(Image region labeling entries)
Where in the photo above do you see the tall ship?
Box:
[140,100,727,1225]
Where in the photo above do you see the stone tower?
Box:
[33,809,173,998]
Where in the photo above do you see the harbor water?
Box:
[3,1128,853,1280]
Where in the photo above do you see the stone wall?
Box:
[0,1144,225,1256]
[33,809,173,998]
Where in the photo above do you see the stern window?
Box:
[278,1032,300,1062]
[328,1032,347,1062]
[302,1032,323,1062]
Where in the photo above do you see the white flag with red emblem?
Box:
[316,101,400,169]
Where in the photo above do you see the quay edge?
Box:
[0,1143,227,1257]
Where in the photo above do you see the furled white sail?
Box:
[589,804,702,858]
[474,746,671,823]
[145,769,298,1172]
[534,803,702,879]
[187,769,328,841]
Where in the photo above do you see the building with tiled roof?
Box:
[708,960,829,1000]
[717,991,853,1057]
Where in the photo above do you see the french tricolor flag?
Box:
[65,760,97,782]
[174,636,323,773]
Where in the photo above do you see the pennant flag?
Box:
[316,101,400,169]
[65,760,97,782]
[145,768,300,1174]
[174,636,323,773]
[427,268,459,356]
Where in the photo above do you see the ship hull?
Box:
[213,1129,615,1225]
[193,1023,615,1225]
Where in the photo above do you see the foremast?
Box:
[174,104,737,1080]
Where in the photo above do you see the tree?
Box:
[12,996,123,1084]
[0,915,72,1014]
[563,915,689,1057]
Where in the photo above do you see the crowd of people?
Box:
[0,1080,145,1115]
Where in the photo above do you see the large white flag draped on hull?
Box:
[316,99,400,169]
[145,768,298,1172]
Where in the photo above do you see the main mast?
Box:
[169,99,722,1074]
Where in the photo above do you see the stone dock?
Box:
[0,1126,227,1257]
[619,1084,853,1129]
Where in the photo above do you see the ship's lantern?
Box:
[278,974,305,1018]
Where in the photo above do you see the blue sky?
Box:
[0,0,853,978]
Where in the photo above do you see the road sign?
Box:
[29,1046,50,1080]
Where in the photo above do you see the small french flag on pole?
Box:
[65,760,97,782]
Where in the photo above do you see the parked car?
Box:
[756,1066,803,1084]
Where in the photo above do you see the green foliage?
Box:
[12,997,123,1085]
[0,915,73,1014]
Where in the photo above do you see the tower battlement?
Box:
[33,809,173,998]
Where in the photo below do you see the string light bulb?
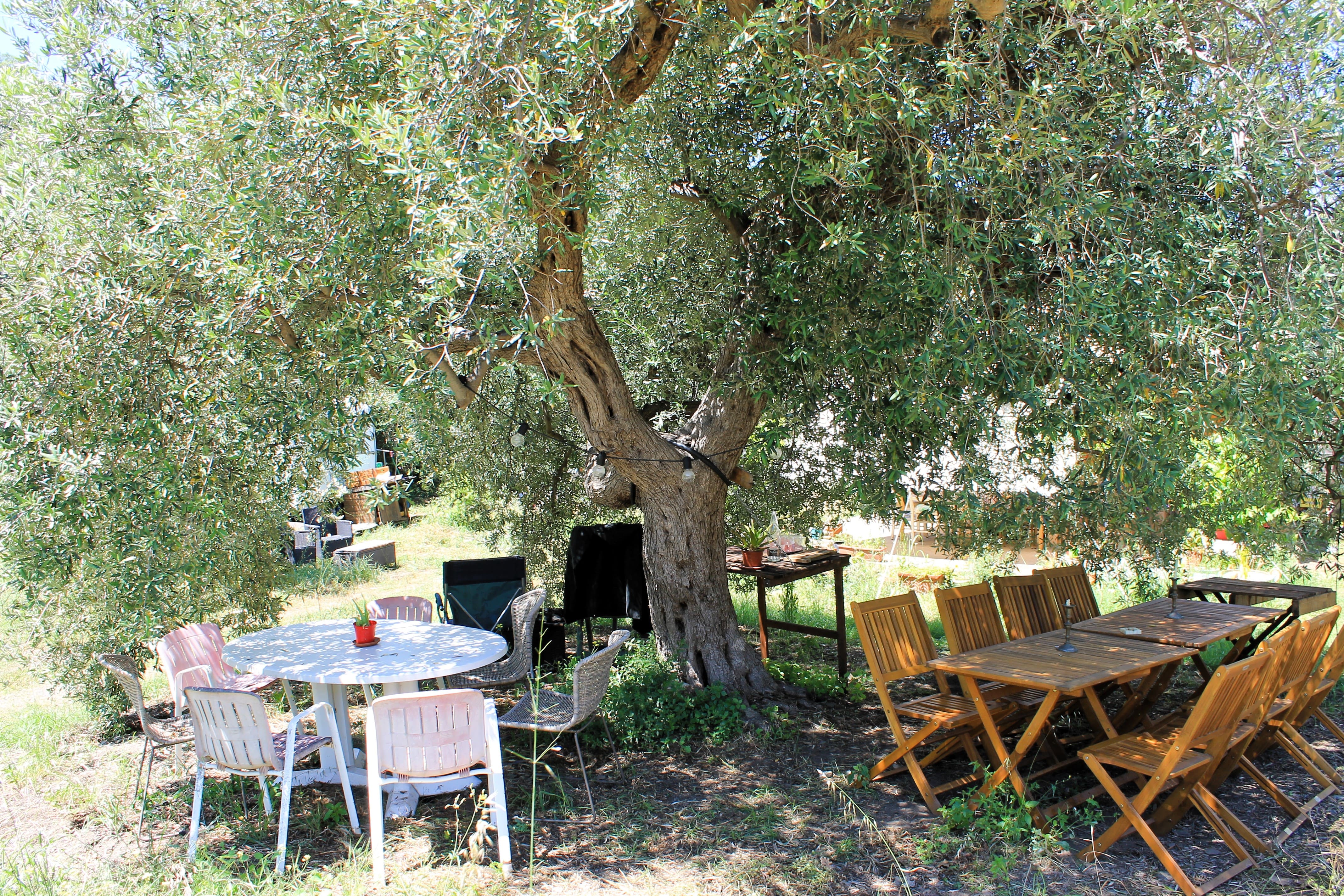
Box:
[593,451,608,479]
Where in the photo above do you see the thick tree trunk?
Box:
[644,491,777,693]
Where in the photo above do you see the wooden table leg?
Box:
[1113,666,1161,730]
[1112,660,1181,736]
[1218,629,1254,666]
[757,579,770,660]
[961,676,1059,829]
[1083,688,1120,739]
[836,567,849,680]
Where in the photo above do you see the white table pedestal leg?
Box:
[294,684,366,785]
[383,681,480,818]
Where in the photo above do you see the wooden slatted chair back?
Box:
[1032,566,1101,622]
[368,689,489,778]
[1255,619,1302,712]
[1306,623,1344,709]
[1168,650,1274,771]
[933,582,1008,653]
[994,575,1064,641]
[1282,607,1340,700]
[849,591,941,684]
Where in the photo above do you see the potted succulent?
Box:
[352,601,378,646]
[738,523,770,569]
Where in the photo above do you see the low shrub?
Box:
[765,660,864,703]
[281,557,383,594]
[602,639,747,752]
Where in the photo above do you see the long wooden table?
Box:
[929,627,1197,827]
[1074,599,1288,681]
[726,547,849,678]
[1176,576,1337,646]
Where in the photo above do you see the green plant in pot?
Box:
[351,601,378,645]
[738,523,770,568]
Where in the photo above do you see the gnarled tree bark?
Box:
[425,0,1001,695]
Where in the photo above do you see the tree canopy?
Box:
[0,0,1344,692]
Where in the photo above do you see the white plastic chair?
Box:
[184,686,359,875]
[368,596,434,622]
[364,596,448,705]
[154,622,298,717]
[364,689,513,887]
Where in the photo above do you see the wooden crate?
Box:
[345,492,378,523]
[345,466,387,489]
[378,498,410,524]
[332,541,396,567]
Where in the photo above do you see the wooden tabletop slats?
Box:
[725,546,849,586]
[1177,576,1335,601]
[929,629,1197,695]
[1075,599,1285,650]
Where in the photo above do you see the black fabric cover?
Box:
[444,556,527,588]
[564,523,653,634]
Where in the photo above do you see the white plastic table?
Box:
[224,619,508,817]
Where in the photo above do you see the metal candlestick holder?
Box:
[1167,586,1185,619]
[1055,601,1078,653]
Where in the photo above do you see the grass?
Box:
[0,502,1344,896]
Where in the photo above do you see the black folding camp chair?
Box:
[434,556,527,631]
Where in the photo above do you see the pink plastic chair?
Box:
[368,689,513,888]
[368,598,434,622]
[156,622,297,716]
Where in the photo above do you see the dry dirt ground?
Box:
[0,623,1344,896]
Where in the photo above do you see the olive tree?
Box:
[7,0,1339,693]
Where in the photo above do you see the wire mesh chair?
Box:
[500,629,630,818]
[98,653,193,837]
[449,588,546,688]
[184,688,359,875]
[364,689,513,887]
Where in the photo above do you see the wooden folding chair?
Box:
[1148,622,1302,842]
[994,575,1064,641]
[1247,607,1344,768]
[1078,652,1273,896]
[1032,566,1101,622]
[933,582,1064,762]
[1293,620,1344,744]
[933,582,1046,707]
[849,591,1008,811]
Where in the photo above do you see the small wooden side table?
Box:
[1176,576,1336,650]
[727,547,849,678]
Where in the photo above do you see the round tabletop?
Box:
[224,619,508,685]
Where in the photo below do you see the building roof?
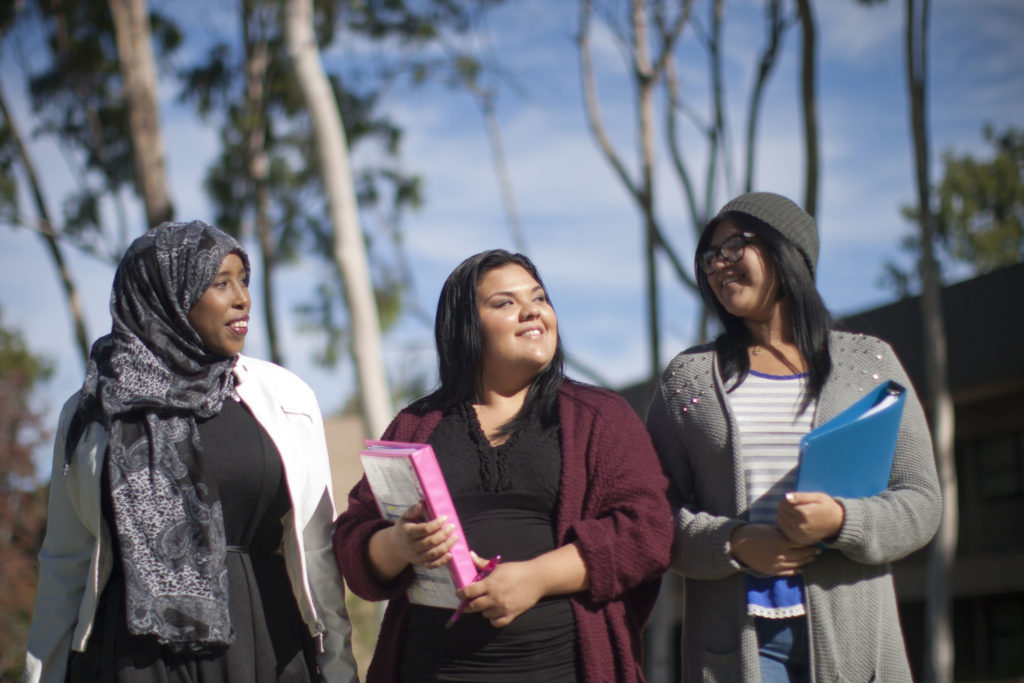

Directions
Rename "photo" to "image" throughout the lines above and write all of them out again with nothing else changed, leaving out the pictures.

Task output
Where in the image above do you see the tall ship?
Box:
[140,100,727,1225]
Where in the image above do you see the stone tower?
Box:
[33,809,173,998]
Where in the image above do you see the harbor water?
Box:
[3,1128,853,1280]
Where in the image above do you see the stone wall?
Box:
[0,1144,225,1256]
[33,809,173,998]
Where in the image above do you see the stern window?
Box:
[278,1032,300,1062]
[328,1032,347,1062]
[302,1032,323,1062]
Where in the image above do you see the white flag with red emblem?
Box:
[316,101,400,169]
Where in the image above do you see the quay edge?
Box:
[0,1143,227,1257]
Where in the image above do you see the furled white sail?
Box:
[589,804,702,858]
[474,746,671,823]
[145,769,298,1172]
[534,803,702,879]
[187,769,328,841]
Where in the image above do you see the building with tiled roof?
Box:
[708,960,829,1000]
[717,991,853,1057]
Where in the image above do you see the french tricolor flag?
Box:
[65,760,97,782]
[174,636,323,773]
Where in the image above do you see the pennant flag?
Box:
[316,101,400,169]
[65,760,97,782]
[145,768,300,1174]
[174,636,323,773]
[427,268,459,356]
Where in the image above do you see the ship hull?
Box:
[213,1129,615,1225]
[193,1023,615,1225]
Where in the image above do you see the foremast?
Box:
[174,104,737,1080]
Where in the image above do you see the tree?
Box:
[12,996,123,1084]
[0,915,72,1014]
[563,915,689,1057]
Where in the image above do you see the crowd of people?
Box:
[0,1080,145,1115]
Where in the image above do you see the large white flag draped on hull?
Box:
[316,99,400,169]
[145,768,298,1172]
Where in the image above do you see the main mast?
Box:
[169,99,722,1074]
Where in the image above do you see the stone dock?
Box:
[0,1126,227,1257]
[619,1084,853,1129]
Where in the image above do you see the ship's lantern?
Box:
[278,974,305,1018]
Where in the image above do you see the blue sky?
Box:
[0,0,853,978]
Where in the image above do you see the road sign?
Box:
[29,1046,50,1080]
Where in the image above do you see the small french flag on pole?
Box:
[65,760,97,782]
Where in the image above do you see the parked car?
Box:
[756,1066,803,1084]
Where in the image above do you see the green foliage?
Box:
[12,997,123,1085]
[0,915,73,1014]
Where in the image above do you see the tower battlement?
Box:
[33,809,173,998]
Where in the image below do you see the string light bulb?
Box:
[593,451,608,479]
Where in the image above do you see the thick tree trunk?
Box:
[644,491,777,693]
Where in the image above do you see the wooden table leg?
Box:
[1113,666,1161,730]
[1112,660,1181,736]
[1218,629,1254,666]
[757,579,770,660]
[961,676,1059,829]
[1083,688,1120,739]
[836,567,849,680]
Where in the image above do you see the white table pedestal leg?
Box:
[294,684,366,785]
[383,681,480,818]
Where in the image above do you see the wooden slatted chair back?
Box:
[1032,566,1101,622]
[368,689,489,778]
[1255,619,1302,712]
[1306,623,1344,709]
[1168,650,1274,771]
[933,582,1008,653]
[994,575,1064,641]
[1282,607,1340,700]
[849,591,941,684]
Where in the image above do you see the potted succulent?
Box:
[352,601,378,646]
[738,523,770,569]
Where in the image above do you see the low shrub?
Box:
[765,660,864,703]
[281,557,383,594]
[602,639,747,752]
Where in the image above do you see the long wooden table?
Box:
[929,627,1197,827]
[1074,599,1288,681]
[726,547,849,678]
[1176,576,1337,646]
Where in the image above do you see the green plant in pot?
Box:
[351,601,378,645]
[738,523,770,568]
Where in the image above do you see the gnarled tree bark?
Box:
[425,0,1001,695]
Where in the image above do you see the tree canopy?
Box:
[0,0,1344,692]
Where in the image above do you see the white plastic chair?
Box:
[184,686,359,875]
[368,596,434,622]
[364,596,448,705]
[154,622,298,717]
[364,689,513,887]
Where in the image above do you see the wooden crate?
Box:
[345,492,378,523]
[345,466,387,489]
[378,498,410,524]
[332,541,396,567]
Where in the image above do you see the wooden tabletop slats?
Box:
[725,546,849,586]
[1177,576,1335,601]
[929,629,1197,695]
[1075,599,1285,650]
Where in the image above do you see the black fabric cover?
Box:
[444,556,527,588]
[564,523,653,634]
Where in the image above do you see the white plastic table?
Box:
[224,619,508,817]
Where in the image above do you see the metal candlestick holder?
Box:
[1167,586,1185,619]
[1055,601,1078,653]
Where in the image above do you see the grass?
Box:
[0,502,1344,896]
Where in the image above do you see the black folding camp chair?
Box:
[434,556,527,631]
Where in the image above do you see the pink plastic chair?
Box:
[368,689,513,888]
[368,598,434,622]
[156,622,297,716]
Where in the image above do you see the dry dirt ground?
Box:
[0,623,1344,896]
Where in the image above do you see the olive tree?
Box:
[7,0,1339,693]
Where in the image above do you see the wire mesh chair?
Box:
[500,629,630,818]
[98,653,193,837]
[449,588,546,688]
[184,688,359,875]
[364,689,513,887]
Where in the image above do you see the wooden folding chair?
Box:
[1148,622,1302,842]
[994,575,1064,641]
[1247,607,1344,768]
[1078,652,1273,896]
[1032,566,1101,622]
[933,582,1064,762]
[1293,620,1344,744]
[933,582,1046,707]
[849,591,1008,811]
Where in the image above do you see the small wooden side table?
Box:
[1176,576,1336,650]
[727,547,849,678]
Where in the image above do you see the round tabletop?
Box:
[224,619,508,685]
Where in the image below do you see the building roof?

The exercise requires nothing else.